Un fournisseur (et non un client) qui annule une commande de 6,4 milliards de dollars au prix catalogue et un client qui diffuse en représailles une vidéo sur YouTube pour matérialiser des défaillances de son fournisseur : ce sont les derniers éléments d’une querelle qui remonte déjà à plusieurs mois, même si tout avait bien commencé. Revenons en arrière…
Juin 2007 : Qatar Airways devient la première compagnie aérienne à passer commande pour l’A350, dernière nouveauté de l’avionneur européen Airbus. La quantité est importante d’emblée : 80 appareils. Des trois variantes initialement prévues, deux seront in fine retenues, avec le détail suivant : 43 A 350-900 et 37 A350-1000. Quinze ans après, il reste encore un solde à livrer, en l’occurrence 23 exemplaires du modèle 1000, et Qatar Airways refuse d’en assurer la prise en charge.
Depuis juin 2021, Qatar Airways communique en effet publiquement sur l’existence de défauts au niveau du fuselage qui concernerait une partie des appareils déjà livrés. Ce problème a d’ailleurs été également évoqué par quelques autres compagnies (Lufthansa, Finnair, etc.), sans qu’elles ne décident d’immobiliser leurs appareils. Airbus, quant à lui, indique que ce problème n’a pas d’impact sur la navigabilité de l’appareil. Sur base des éléments communiqués par les parties, la position confirmée par différentes autorités de l’aviation civile (l’EASA, européenne et la FAA, américaine).

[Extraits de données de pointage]
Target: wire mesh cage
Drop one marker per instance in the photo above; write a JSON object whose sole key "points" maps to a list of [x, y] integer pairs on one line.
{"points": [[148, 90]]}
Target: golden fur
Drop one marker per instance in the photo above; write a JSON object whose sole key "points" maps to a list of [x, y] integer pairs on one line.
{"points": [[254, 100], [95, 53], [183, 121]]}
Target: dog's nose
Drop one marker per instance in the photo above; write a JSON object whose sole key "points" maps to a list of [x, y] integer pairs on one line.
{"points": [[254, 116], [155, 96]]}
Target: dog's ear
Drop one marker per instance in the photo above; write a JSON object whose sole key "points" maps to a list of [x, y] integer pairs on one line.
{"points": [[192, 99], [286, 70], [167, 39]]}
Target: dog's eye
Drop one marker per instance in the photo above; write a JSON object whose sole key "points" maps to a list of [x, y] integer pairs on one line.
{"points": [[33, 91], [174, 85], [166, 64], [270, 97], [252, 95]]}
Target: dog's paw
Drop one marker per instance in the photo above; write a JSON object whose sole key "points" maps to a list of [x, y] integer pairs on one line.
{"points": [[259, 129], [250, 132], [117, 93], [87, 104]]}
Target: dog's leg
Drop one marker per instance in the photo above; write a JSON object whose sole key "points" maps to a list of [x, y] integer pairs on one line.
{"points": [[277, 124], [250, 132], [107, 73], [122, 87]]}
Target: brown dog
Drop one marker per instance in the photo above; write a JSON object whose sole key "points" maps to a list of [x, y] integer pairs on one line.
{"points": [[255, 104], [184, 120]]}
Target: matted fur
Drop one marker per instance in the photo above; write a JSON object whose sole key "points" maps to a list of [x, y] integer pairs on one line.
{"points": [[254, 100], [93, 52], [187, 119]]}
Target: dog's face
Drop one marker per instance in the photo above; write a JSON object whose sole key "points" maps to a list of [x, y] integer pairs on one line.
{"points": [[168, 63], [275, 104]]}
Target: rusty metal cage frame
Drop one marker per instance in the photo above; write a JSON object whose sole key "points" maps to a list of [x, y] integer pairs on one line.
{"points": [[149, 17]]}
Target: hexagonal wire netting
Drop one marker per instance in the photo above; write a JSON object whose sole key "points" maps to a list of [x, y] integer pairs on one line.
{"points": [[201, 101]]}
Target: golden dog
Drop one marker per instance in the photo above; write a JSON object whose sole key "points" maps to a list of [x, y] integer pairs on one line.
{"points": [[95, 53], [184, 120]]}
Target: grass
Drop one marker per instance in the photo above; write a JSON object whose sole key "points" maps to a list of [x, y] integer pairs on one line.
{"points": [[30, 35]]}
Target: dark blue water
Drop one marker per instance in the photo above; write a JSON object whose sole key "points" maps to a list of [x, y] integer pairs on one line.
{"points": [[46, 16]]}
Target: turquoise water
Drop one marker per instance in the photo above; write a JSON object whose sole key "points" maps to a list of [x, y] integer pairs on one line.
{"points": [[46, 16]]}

**Exercices écrits:**
A: Citez fidèlement le passage du texte sur le litige entre Qatar Airways et Airbus qui s'ouvre sur les mots contenant "Un fournisseur (et" et se termine par "prise en charge.".
B: Traduisez en anglais cette phrase du texte sur le litige entre Qatar Airways et Airbus : « Airbus, quant à lui, indique que ce problème n’a pas d’impact sur la navigabilité de l’appareil. »
Les enregistrements n'ont aucun lien avec le texte sur le litige entre Qatar Airways et Airbus.

**Solutions par exercice:**
A:
Un fournisseur (et non un client) qui annule une commande de 6,4 milliards de dollars au prix catalogue et un client qui diffuse en représailles une vidéo sur YouTube pour matérialiser des défaillances de son fournisseur : ce sont les derniers éléments d’une querelle qui remonte déjà à plusieurs mois, même si tout avait bien commencé. Revenons en arrière…
Juin 2007 : Qatar Airways devient la première compagnie aérienne à passer commande pour l’A350, dernière nouveauté de l’avionneur européen Airbus. La quantité est importante d’emblée : 80 appareils. Des trois variantes initialement prévues, deux seront in fine retenues, avec le détail suivant : 43 A 350-900 et 37 A350-1000. Quinze ans après, il reste encore un solde à livrer, en l’occurrence 23 exemplaires du modèle 1000, et Qatar Airways refuse d’en assurer la prise en charge.

B: Airbus, for its part, states that this problem has no impact on the aircraft's airworthiness.